* Begin *
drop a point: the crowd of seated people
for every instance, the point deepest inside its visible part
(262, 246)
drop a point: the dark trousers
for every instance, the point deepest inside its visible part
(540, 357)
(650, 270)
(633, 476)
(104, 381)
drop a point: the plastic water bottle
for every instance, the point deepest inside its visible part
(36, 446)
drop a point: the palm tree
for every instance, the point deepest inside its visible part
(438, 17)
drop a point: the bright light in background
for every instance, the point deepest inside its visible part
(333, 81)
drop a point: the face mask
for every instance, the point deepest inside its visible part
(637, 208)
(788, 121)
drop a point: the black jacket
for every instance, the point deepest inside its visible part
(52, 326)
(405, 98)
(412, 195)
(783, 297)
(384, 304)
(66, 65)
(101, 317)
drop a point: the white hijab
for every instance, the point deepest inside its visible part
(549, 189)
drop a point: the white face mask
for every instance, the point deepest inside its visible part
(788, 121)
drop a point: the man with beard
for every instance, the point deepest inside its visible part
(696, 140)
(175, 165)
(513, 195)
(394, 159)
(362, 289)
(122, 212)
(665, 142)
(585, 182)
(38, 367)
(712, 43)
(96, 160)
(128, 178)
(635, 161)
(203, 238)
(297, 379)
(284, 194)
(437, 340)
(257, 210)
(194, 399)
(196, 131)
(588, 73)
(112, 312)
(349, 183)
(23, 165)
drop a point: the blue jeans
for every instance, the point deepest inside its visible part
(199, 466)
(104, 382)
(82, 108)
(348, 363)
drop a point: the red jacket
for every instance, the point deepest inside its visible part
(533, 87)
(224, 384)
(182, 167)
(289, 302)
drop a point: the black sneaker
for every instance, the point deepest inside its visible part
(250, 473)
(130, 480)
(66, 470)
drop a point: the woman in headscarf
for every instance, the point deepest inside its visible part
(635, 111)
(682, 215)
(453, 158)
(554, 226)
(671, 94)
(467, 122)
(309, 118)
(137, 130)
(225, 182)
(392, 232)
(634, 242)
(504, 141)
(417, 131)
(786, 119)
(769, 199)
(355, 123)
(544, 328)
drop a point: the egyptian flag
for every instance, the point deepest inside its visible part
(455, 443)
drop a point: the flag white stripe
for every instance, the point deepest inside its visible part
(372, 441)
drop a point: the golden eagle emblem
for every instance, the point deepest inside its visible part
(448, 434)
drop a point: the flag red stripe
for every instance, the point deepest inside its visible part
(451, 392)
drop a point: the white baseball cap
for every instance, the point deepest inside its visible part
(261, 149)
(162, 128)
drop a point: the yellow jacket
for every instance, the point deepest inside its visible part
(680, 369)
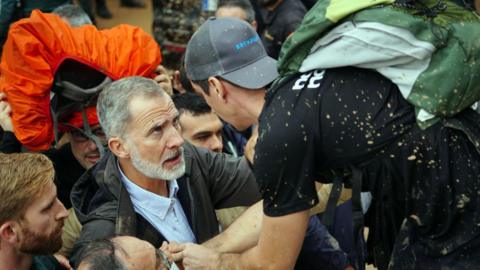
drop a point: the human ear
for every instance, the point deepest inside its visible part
(9, 232)
(118, 147)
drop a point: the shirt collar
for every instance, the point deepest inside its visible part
(149, 201)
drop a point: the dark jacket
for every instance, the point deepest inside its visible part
(211, 181)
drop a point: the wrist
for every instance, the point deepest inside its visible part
(215, 258)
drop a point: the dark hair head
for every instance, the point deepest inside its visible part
(191, 103)
(100, 255)
(74, 14)
(245, 5)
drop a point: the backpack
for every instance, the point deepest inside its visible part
(428, 48)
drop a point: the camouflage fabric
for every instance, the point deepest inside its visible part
(174, 22)
(448, 84)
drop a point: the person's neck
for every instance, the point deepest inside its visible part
(274, 6)
(10, 258)
(254, 105)
(157, 186)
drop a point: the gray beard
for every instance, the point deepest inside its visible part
(156, 171)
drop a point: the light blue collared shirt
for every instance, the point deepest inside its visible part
(165, 214)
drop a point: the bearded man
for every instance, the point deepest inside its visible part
(153, 185)
(31, 216)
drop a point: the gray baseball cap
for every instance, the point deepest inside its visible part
(231, 49)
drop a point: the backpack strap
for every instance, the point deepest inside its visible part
(357, 216)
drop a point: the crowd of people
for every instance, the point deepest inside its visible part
(241, 134)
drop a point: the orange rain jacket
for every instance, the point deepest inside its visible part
(36, 46)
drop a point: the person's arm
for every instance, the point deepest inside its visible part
(95, 229)
(242, 234)
(274, 250)
(9, 143)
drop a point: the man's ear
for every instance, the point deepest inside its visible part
(217, 88)
(9, 232)
(118, 147)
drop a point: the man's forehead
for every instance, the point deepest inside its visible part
(202, 121)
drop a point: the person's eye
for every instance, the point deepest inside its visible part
(202, 138)
(176, 122)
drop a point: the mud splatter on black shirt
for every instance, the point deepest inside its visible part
(327, 120)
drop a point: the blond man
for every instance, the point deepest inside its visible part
(31, 216)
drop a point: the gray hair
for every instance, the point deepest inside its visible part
(245, 5)
(74, 14)
(113, 103)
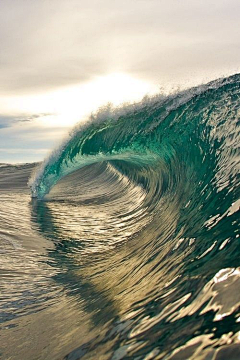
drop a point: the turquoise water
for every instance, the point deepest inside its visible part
(130, 243)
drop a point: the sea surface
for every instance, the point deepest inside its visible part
(124, 243)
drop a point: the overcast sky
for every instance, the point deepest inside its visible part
(47, 46)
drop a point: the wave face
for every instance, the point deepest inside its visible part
(141, 208)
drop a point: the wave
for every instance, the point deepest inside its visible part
(162, 177)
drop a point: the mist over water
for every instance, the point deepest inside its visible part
(129, 247)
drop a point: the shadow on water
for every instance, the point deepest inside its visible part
(71, 273)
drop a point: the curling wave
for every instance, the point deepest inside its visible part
(141, 211)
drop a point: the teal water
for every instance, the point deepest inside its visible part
(130, 244)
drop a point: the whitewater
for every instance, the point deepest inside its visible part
(124, 242)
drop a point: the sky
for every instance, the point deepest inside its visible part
(62, 59)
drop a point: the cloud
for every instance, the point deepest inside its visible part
(68, 42)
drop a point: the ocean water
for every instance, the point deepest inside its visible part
(124, 243)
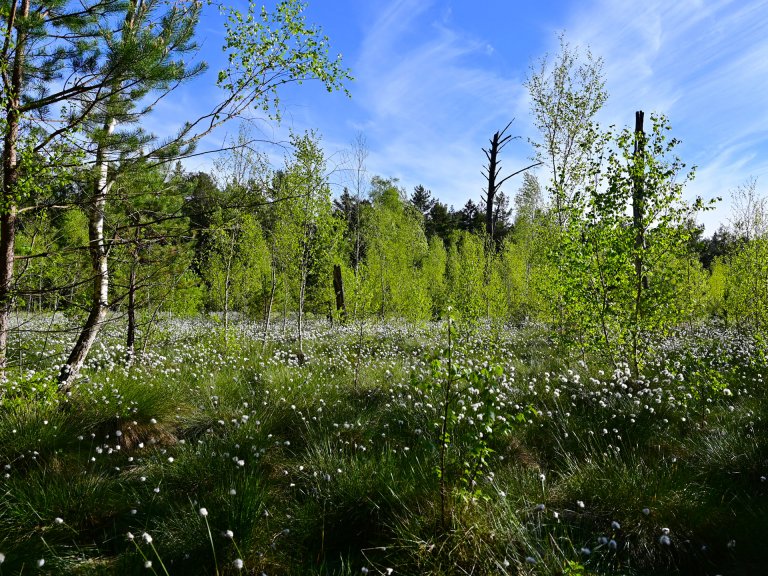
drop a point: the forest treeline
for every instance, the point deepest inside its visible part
(99, 219)
(262, 243)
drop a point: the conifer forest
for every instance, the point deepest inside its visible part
(299, 366)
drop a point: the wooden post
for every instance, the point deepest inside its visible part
(338, 288)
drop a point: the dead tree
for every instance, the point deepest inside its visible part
(491, 173)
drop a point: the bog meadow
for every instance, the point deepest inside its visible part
(240, 371)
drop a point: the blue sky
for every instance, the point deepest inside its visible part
(435, 78)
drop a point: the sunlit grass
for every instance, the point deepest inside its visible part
(329, 466)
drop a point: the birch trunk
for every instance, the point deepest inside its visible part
(100, 267)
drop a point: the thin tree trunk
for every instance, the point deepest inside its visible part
(131, 336)
(270, 302)
(100, 264)
(302, 289)
(638, 216)
(10, 177)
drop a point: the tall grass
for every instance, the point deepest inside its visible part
(330, 466)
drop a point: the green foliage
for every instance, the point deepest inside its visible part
(269, 49)
(396, 249)
(620, 295)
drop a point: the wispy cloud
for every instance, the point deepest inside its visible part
(432, 99)
(704, 65)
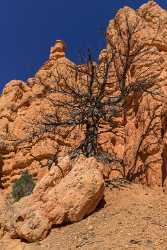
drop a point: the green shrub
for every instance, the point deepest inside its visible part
(23, 186)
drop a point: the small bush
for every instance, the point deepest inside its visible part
(23, 186)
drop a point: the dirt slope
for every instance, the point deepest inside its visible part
(133, 217)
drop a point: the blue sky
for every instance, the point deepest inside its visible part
(30, 27)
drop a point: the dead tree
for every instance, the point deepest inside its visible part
(99, 93)
(93, 96)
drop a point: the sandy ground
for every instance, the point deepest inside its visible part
(132, 217)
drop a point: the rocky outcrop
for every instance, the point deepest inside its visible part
(138, 142)
(62, 196)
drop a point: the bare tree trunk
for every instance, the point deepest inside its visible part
(89, 146)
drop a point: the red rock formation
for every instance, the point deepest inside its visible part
(140, 142)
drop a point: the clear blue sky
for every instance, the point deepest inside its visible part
(29, 28)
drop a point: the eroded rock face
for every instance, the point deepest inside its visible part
(56, 200)
(139, 141)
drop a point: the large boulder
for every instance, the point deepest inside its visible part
(57, 200)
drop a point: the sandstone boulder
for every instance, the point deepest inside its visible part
(57, 199)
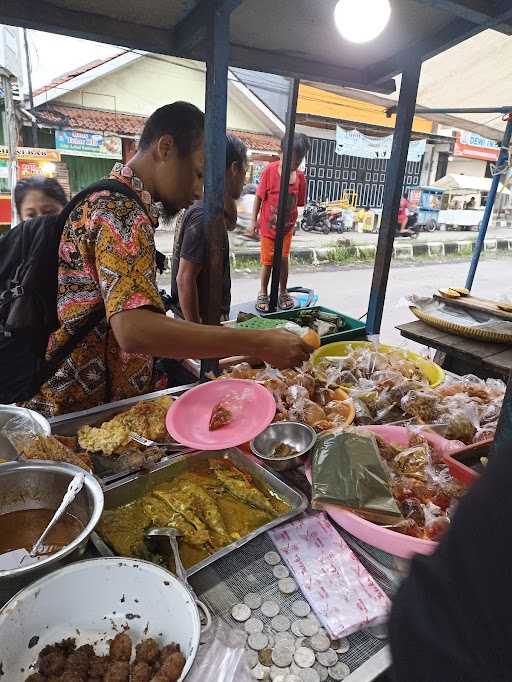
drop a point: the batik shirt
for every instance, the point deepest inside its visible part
(106, 262)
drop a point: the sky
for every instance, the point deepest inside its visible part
(53, 55)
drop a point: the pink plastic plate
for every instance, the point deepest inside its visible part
(388, 540)
(252, 406)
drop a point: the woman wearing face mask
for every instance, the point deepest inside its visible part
(37, 196)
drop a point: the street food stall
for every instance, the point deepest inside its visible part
(247, 524)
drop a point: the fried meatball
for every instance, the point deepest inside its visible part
(98, 667)
(172, 667)
(147, 651)
(121, 647)
(118, 671)
(141, 672)
(167, 650)
(52, 664)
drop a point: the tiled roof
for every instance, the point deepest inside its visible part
(59, 115)
(65, 77)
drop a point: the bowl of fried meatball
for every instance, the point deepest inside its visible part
(102, 620)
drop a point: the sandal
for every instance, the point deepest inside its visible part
(286, 302)
(262, 303)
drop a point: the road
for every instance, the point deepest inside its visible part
(347, 290)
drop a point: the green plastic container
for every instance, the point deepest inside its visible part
(355, 329)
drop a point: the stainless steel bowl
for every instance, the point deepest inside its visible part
(296, 435)
(41, 485)
(40, 425)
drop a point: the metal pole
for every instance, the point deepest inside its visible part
(215, 164)
(282, 211)
(479, 243)
(393, 194)
(12, 139)
(35, 132)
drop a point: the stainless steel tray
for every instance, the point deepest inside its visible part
(70, 424)
(129, 489)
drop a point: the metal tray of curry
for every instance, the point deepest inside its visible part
(219, 500)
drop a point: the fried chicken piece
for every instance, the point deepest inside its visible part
(147, 651)
(118, 671)
(53, 664)
(121, 647)
(48, 447)
(220, 417)
(141, 672)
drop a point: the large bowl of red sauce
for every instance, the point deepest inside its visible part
(30, 493)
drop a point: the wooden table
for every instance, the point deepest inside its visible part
(460, 355)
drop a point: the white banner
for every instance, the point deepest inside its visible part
(354, 143)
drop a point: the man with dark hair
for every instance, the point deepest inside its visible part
* End *
#### Task requirements
Exactly and only the lines from the line containing "drop a point: the stainless steel tray" through the last line of the entries should be copied, both ends included.

#### Exercise response
drop a point: the stainless steel tray
for every instance, the point deepest inside its visible part
(70, 424)
(129, 489)
drop a point: the metal tray of curry
for every instance, the point deepest inside its visible part
(219, 500)
drop a point: the fried chicken piece
for every instance, the point deepest inside its visible part
(147, 651)
(118, 671)
(53, 664)
(121, 647)
(48, 447)
(220, 417)
(141, 672)
drop a point: the large bowl of red sauce
for every instance, the point deepest inside its visible part
(30, 493)
drop a point: the wooden table
for every instance, the point deepest inside its visible part
(460, 355)
drop a point: the white banner
for every instance, the point deepest inside its visible part
(354, 143)
drop a point: the man with dark hair
for every instance, the point deepest inside its visible part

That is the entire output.